▶ **GIVEN REQUEST**
Could you rewrite the listing from the line containing "of the concrete" down through the line containing "[[322, 181], [305, 189]]", both included, with "concrete column" changed to "stone pillar" and nothing else altered?

**********

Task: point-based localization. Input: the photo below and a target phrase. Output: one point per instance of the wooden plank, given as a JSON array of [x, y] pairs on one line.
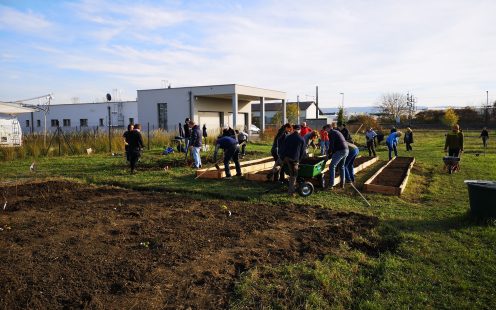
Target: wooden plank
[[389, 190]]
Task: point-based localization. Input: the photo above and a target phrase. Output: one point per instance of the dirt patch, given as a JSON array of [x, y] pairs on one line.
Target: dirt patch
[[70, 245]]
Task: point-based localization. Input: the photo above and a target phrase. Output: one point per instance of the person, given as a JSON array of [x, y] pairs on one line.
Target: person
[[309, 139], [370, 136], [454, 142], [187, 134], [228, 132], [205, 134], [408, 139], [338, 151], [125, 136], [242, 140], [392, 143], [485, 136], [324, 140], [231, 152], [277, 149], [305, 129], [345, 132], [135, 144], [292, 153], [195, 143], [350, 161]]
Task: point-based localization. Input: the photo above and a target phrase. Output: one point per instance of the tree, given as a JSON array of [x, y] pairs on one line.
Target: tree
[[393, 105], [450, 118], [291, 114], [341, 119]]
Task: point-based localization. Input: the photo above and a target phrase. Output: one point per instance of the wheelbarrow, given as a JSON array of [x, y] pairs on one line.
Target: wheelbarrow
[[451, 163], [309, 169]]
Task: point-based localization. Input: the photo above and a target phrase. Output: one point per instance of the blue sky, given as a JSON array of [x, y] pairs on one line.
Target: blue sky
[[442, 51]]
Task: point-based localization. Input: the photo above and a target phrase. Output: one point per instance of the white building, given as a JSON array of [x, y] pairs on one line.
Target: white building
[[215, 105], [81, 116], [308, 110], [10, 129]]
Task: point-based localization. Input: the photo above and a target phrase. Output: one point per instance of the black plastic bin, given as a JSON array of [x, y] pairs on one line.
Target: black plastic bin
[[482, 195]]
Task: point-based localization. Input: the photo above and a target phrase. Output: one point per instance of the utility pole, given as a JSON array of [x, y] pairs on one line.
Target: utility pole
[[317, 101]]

**********

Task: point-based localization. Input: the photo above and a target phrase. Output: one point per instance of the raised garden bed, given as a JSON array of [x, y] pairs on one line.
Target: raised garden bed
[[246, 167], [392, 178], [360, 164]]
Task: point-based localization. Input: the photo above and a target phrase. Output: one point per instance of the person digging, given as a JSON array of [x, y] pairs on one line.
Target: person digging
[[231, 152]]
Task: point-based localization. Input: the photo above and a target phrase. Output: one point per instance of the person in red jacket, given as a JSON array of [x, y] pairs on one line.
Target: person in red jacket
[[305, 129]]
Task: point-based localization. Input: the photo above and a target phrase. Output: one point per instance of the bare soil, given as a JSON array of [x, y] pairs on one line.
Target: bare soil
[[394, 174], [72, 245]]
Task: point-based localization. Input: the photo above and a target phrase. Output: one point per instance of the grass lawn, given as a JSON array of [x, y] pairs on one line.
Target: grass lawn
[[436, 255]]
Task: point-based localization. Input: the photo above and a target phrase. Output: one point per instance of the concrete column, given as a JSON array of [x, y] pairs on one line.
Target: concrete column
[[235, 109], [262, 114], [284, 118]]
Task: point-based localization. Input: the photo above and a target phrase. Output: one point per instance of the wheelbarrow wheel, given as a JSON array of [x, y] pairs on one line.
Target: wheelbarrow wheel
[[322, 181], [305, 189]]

**********

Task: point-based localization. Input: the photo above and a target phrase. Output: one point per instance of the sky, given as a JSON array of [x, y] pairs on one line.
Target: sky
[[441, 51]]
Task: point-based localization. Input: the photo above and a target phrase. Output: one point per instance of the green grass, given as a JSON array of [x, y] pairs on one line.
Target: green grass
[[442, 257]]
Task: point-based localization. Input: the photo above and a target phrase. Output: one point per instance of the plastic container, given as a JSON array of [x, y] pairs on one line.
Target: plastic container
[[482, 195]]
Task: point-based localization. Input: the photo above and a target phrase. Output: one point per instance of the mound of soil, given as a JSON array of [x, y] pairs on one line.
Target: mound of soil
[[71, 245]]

**********

▶ **WRITTEN SOLUTION**
Task: point-based localization. Input: the photo above and a target phrase. Output: one point per instance of the stone pillar, given as a JSON array of [x, y] pairs on one line.
Target: stone pillar
[[235, 109], [262, 114], [284, 118]]
Task: point-based localization. Input: the photo above and a target phrase. Output: one point per instance of the wheelbarrow wheel, given as a JSON array of [x, y] pairs on one line.
Target: wheelbarrow wheel
[[322, 181], [305, 189]]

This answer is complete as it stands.